== Texto proporcionado ==

Mi madre gozaba cuando subía a su pueblo, Cabretón (La Rioja), a hacer la anual matanza (del cerdo), porque ese hecho le permitía poner en práctica la segunda de las virtudes arriba señaladas por servidor, mostrarse dadivosa, al bajar a Tudela. Sus seis hijos (acaso solo fuéramos cuatro, porque Javi estuviera trabajando y “la Nena” fuera aún pequeña) éramos nombrados, ipso facto, por ella embajadores o emisarios, portadores del mismo o parecido presente, un plato hasta los topes con un trozo de esto, otro de eso, otro de aquello y…, que repartíamos entre los vecinos (hábito que, por cierto, hoy ha caído en saco roto o quedado en agua de borrajas o cerrajas y desuso).
Mi hermano Javi heredó de mi madre las susodichas facultades. Verbigracia, la víspera de su muerte, la Nochebuena de 1978, me mandó que acompañara a sus amigos y al resto de los miembros de la Peña “La Teba” (él era, a la sazón, el presidente de la sección juvenil, recién creada), que se desplazaban esa tarde al hospital y al asilo (o casa de misericordia) para hacerles una visita a los enfermos y ancianos (de ambos sexos), obsequiarles con pequeños regalos y cantarles villancicos (siempre recordaré qué ¿proféticas? palabras me dijo, en el hospital “Nuestra Señora de Gracia”, pasadas las ocho de la tarde, sor Lucía, con quien compartí las fotocopias que contenían las letras de varias de esas canciones de tema navideño que entonamos, que, diez horas después, me estaba dando friegas, tratando de que yo, aterido de frío, entrara en calor: “tenéis que hacer esto con más frecuencia; tenéis que venir más a menudo”). Él no podía asistir porque, además de trabajar a diario en una tapicería-carpintería, echaba unas horas el finde y festivos en el Bar “Mesón” (Discoteca Zigor).

===
== Datos almacenados ==

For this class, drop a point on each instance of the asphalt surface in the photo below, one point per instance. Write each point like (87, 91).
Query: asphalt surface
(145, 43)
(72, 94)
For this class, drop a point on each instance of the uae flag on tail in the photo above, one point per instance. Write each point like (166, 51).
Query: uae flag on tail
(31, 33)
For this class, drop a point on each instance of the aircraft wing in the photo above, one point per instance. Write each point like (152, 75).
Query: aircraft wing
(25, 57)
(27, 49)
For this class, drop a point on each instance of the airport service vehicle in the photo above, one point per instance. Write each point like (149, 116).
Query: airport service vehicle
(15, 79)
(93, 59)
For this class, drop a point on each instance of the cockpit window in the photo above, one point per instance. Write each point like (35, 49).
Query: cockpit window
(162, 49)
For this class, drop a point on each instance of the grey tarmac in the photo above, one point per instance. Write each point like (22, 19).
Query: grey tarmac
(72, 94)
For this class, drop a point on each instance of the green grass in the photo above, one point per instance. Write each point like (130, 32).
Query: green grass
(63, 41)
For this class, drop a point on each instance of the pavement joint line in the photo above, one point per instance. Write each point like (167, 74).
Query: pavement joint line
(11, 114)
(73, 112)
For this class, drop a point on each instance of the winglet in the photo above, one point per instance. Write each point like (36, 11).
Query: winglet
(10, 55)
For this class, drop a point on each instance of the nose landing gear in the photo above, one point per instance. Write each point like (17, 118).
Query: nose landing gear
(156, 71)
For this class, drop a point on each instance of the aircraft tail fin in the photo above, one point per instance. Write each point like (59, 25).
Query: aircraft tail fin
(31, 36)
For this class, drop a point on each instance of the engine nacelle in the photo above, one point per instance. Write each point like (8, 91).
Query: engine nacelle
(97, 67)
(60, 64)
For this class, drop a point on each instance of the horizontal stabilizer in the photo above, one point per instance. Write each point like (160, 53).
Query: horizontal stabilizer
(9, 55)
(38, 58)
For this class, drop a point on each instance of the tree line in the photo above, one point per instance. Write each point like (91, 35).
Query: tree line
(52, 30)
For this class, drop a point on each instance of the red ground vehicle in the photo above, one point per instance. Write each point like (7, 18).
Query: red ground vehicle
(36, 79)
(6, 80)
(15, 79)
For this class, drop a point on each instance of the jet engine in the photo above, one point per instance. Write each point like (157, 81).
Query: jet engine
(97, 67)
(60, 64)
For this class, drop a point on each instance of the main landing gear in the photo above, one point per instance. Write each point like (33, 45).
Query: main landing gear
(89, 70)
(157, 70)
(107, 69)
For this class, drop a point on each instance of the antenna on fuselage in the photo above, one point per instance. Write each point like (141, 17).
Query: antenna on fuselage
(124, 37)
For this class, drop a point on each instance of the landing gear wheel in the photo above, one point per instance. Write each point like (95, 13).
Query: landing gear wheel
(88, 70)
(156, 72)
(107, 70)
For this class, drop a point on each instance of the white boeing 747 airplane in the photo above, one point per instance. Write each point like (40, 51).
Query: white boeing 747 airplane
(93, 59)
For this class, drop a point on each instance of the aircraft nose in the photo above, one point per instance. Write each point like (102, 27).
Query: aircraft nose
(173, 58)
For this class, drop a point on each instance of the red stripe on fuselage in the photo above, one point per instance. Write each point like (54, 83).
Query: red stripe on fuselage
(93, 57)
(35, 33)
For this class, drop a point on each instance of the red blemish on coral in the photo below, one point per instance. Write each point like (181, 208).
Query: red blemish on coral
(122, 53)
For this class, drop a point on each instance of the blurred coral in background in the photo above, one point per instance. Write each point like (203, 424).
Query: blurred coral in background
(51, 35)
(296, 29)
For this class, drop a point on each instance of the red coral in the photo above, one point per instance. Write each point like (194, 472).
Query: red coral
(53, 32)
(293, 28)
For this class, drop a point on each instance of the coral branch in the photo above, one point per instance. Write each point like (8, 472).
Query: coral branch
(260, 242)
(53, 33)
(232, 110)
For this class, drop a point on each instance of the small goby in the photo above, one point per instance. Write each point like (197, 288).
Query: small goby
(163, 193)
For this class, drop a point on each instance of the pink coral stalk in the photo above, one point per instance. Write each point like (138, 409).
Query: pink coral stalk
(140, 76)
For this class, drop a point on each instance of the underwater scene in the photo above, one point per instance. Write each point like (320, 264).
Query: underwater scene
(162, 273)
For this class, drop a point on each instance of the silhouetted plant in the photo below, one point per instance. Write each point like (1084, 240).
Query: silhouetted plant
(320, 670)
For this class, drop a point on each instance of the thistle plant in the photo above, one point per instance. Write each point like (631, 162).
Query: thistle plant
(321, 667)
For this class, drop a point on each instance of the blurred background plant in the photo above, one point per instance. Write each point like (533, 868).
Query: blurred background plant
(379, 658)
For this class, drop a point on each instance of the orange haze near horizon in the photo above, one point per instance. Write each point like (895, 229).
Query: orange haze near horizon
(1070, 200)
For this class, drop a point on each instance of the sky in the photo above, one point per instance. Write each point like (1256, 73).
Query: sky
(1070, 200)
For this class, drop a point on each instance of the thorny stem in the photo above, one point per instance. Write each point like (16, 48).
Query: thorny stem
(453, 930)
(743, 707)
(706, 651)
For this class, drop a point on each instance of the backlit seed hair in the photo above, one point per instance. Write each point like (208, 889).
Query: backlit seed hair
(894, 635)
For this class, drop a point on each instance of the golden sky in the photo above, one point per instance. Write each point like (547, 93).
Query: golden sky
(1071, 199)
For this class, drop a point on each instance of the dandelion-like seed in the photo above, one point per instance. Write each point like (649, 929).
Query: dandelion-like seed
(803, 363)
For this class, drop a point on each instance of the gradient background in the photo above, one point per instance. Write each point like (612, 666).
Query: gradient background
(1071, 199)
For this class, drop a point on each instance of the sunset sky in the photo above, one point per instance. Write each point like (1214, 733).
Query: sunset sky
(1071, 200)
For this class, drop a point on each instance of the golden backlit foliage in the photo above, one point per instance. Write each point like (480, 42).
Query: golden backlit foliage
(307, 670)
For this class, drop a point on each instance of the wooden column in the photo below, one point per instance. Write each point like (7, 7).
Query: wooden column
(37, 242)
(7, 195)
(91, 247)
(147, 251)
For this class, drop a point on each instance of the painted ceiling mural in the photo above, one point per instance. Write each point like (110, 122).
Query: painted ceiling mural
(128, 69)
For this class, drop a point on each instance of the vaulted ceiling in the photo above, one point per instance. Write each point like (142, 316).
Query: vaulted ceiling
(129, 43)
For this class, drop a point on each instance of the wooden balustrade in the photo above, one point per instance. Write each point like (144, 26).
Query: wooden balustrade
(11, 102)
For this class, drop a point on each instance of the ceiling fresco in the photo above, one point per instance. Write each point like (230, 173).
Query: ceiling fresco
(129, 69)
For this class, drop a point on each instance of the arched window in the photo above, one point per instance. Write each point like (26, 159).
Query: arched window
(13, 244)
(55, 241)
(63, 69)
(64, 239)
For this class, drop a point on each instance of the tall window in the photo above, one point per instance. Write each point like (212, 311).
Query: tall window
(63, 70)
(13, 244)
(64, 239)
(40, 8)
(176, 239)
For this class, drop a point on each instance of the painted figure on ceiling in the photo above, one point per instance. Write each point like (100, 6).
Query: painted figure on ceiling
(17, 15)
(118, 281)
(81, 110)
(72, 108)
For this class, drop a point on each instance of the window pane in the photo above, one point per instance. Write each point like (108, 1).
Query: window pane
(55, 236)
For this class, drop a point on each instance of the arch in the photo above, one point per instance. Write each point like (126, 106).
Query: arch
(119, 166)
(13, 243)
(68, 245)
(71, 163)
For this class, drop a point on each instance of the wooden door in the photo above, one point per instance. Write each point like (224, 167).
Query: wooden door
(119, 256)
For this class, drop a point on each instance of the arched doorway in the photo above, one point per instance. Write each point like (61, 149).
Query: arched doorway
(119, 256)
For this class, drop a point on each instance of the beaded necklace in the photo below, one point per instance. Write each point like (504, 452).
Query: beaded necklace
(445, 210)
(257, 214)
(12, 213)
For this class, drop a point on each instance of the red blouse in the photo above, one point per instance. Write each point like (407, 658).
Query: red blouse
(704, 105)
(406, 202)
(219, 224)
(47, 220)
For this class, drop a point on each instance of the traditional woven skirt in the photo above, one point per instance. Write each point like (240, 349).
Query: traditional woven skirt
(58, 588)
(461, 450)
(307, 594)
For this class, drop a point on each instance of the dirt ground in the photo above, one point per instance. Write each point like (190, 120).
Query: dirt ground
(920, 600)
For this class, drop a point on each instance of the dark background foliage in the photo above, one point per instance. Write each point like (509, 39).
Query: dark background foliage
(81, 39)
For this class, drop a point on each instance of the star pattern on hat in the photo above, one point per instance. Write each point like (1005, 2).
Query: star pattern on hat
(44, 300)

===

§ **Qué debes hacer**
Prosigue el relato sobre la madre y el hermano Javi a partir de su última oración. El listado procede de una fuente distinta.

§ **Resultado del ejercicio**
A José Javier no le arredraba currar. Quería que yo estudiara y había asumido el papel de mecenas conmigo, aunque tal vez ninguno de los dos conociera la etimología de esa palabra entonces, cuando yo me vi espoleado por él a ir a estudiar adonde él lo había hecho antes, con los religiosos Camilos, en el colegio de Navarrete (La Rioja), mi edén en el planeta Tierra. Cada vez que le llegaba la buena nueva de mis notas de las evaluaciones, con mayoría de sobresalientes, se sentía muy orgulloso, más que yo incluso. Y es que no se había equivocado en su intuición. Yo había demostrado que valía para coronar con éxito dicho menester.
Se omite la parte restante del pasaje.